YOUR TASK
Reproduce the data below, substituting "Label" for every occurrence of "Query" and leaving all other text unchanged. Omit the pictures from your answer.

INFORMATION GIVEN
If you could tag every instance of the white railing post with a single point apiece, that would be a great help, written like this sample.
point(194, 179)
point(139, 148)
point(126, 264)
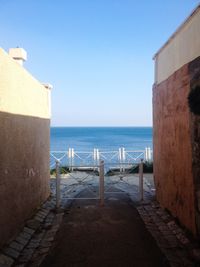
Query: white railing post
point(94, 158)
point(72, 159)
point(98, 157)
point(101, 183)
point(120, 159)
point(149, 154)
point(57, 184)
point(141, 189)
point(69, 158)
point(123, 158)
point(146, 154)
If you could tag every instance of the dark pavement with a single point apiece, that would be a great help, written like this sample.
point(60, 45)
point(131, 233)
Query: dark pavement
point(113, 235)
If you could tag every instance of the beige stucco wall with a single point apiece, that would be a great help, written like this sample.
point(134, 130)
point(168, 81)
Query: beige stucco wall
point(20, 93)
point(24, 146)
point(182, 47)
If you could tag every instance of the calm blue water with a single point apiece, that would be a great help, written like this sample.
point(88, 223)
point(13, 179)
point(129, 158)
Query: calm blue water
point(103, 138)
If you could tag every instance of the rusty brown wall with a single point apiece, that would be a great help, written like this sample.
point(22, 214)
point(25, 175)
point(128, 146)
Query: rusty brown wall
point(24, 170)
point(173, 147)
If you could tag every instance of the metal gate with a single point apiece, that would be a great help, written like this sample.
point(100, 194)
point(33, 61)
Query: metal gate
point(97, 181)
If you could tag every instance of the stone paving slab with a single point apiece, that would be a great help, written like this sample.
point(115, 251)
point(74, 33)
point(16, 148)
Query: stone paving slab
point(172, 240)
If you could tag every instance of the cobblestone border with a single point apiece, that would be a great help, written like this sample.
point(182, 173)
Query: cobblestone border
point(32, 244)
point(171, 239)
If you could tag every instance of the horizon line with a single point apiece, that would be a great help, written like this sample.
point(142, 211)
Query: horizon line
point(98, 126)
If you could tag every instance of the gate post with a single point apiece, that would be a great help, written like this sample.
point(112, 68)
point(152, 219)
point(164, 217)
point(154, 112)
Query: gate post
point(101, 183)
point(141, 189)
point(123, 159)
point(57, 184)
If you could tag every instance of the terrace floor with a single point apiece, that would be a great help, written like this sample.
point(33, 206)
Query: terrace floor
point(112, 235)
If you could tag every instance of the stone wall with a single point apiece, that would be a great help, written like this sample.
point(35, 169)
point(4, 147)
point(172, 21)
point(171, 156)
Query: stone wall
point(24, 142)
point(173, 148)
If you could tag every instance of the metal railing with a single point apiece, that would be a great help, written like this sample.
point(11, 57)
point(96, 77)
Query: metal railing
point(83, 158)
point(99, 180)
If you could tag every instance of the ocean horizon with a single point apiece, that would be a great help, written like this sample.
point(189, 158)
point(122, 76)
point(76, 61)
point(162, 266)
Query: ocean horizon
point(102, 138)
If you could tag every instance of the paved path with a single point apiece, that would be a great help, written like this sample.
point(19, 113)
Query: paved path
point(113, 235)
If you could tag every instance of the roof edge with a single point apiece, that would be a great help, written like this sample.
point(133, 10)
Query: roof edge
point(195, 10)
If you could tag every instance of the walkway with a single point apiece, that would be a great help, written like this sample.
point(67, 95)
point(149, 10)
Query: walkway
point(113, 235)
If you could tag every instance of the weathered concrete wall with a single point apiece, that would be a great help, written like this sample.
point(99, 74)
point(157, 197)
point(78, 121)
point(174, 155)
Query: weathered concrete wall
point(24, 142)
point(173, 147)
point(181, 48)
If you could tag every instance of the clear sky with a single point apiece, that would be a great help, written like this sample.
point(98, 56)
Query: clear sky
point(97, 54)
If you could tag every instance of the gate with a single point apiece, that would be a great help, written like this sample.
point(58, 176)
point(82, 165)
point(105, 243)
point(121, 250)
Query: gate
point(98, 181)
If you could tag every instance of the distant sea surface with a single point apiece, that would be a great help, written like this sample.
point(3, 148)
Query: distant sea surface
point(103, 138)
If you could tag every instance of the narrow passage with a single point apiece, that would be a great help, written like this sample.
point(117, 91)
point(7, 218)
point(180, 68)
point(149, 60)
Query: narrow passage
point(109, 236)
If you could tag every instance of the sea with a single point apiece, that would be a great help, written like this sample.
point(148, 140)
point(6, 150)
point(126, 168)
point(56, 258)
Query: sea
point(102, 138)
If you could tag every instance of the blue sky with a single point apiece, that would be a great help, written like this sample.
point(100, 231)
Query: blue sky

SOLVED EXERCISE
If you could tag every instance of the white railing post with a single point apiece, that would be a great help, written like this sample.
point(194, 179)
point(139, 148)
point(126, 264)
Label: white railing post
point(94, 158)
point(72, 159)
point(98, 157)
point(101, 183)
point(120, 159)
point(149, 154)
point(57, 184)
point(141, 189)
point(69, 158)
point(123, 158)
point(146, 154)
If you could tag every instance of the dark pavement with a single point apiece, that would be a great help, written like this sample.
point(60, 45)
point(131, 233)
Label: dark pavement
point(113, 235)
If you could tag every instance of the beige stucco wall with a single point apiece, that would be a great help, written like this sample.
point(134, 130)
point(168, 81)
Label: beige stucco wall
point(20, 93)
point(24, 146)
point(182, 47)
If you could tag every instance of the calm blue water with a single point apiece, that would be a great help, written like this sample.
point(88, 223)
point(13, 179)
point(129, 158)
Label: calm blue water
point(103, 138)
If you could tag every instance of the rusty brown wall with a single point apiece, that would be a great help, written like this sample.
point(22, 214)
point(25, 175)
point(128, 146)
Label: rusty brown wall
point(24, 170)
point(173, 147)
If you could tag every instance of the metal gate with a single point apiece, that would be a great help, written like this sample.
point(100, 194)
point(33, 61)
Label: metal gate
point(97, 181)
If you could tag every instance of the stone paving slab with a single point apiece, that would be a great help, written like this sample.
point(115, 251)
point(74, 33)
point(16, 148)
Label: stone paving slab
point(172, 240)
If you could tag every instance of the cobblestone border with a single point apiece, that would be a great help, written like this sample.
point(182, 173)
Label: cobblestone border
point(32, 244)
point(171, 239)
If you could tag every instance of the horizon line with a single point apiece, that would be a great help, written like this sample.
point(142, 211)
Label: horizon line
point(98, 126)
If you could tag every instance of the gate post with a single point apiece, that would be a great help, written like this sample.
point(112, 68)
point(152, 219)
point(164, 217)
point(154, 112)
Label: gate post
point(101, 183)
point(141, 189)
point(123, 159)
point(57, 184)
If you could tag every instance of the terrace floor with a single point apiece, that would be a great help, written like this sample.
point(33, 206)
Label: terrace floor
point(112, 235)
If you could tag every instance of the stone wall with a single point apiece, that would be a great help, written like this sample.
point(35, 169)
point(4, 147)
point(172, 21)
point(171, 156)
Label: stone wall
point(24, 142)
point(173, 148)
If you could tag every instance of the metal railing with a single point apiece, that would be a great help, written like this sample.
point(11, 57)
point(96, 77)
Label: metal railing
point(83, 158)
point(99, 180)
If you could tag every instance of the ocean horizon with a single point apiece, that would be a great help, written like this sample.
point(189, 158)
point(122, 76)
point(76, 61)
point(162, 266)
Label: ocean horizon
point(102, 138)
If you could tag every instance of the paved path with a single point apiece, that would be a great help, written like this sample.
point(19, 113)
Label: paved path
point(113, 235)
If you could tag every instance of the roof edge with a single point apiece, that would be a great help, written like this sample.
point(133, 10)
Label: roof edge
point(195, 10)
If you could tag every instance of the walkway with a single point apiece, that would be a great help, written like this sample.
point(67, 95)
point(149, 10)
Label: walkway
point(113, 235)
If you could tag every instance of the weathered concrete wall with a single point apiece, that would be a great help, written like this sample.
point(99, 74)
point(157, 197)
point(78, 121)
point(174, 155)
Label: weathered concrete wall
point(24, 142)
point(173, 147)
point(181, 48)
If you could tag every instance of the clear sky with a single point apiece, that would be a great help, written like this sample.
point(98, 56)
Label: clear sky
point(97, 54)
If you could tag every instance of the gate with a single point apiece, that would be a great help, written like this sample.
point(58, 176)
point(82, 165)
point(105, 243)
point(121, 250)
Label: gate
point(98, 181)
If you could tag every instance of the distant sea surface with a single point apiece, that would be a great help, written like this sample.
point(3, 148)
Label: distant sea surface
point(103, 138)
If you could tag every instance of the narrow passage with a single point apiece, that would be a great help, written like this sample.
point(117, 91)
point(7, 218)
point(180, 68)
point(149, 60)
Label: narrow passage
point(109, 236)
If you could tag every instance of the sea with a single point apiece, that would be a great help, written like this sample.
point(148, 140)
point(6, 150)
point(126, 168)
point(56, 258)
Label: sea
point(102, 138)
If you could tag every instance of the blue sky with a single point apiece, that would be a great help, written like this sample.
point(100, 231)
Label: blue sky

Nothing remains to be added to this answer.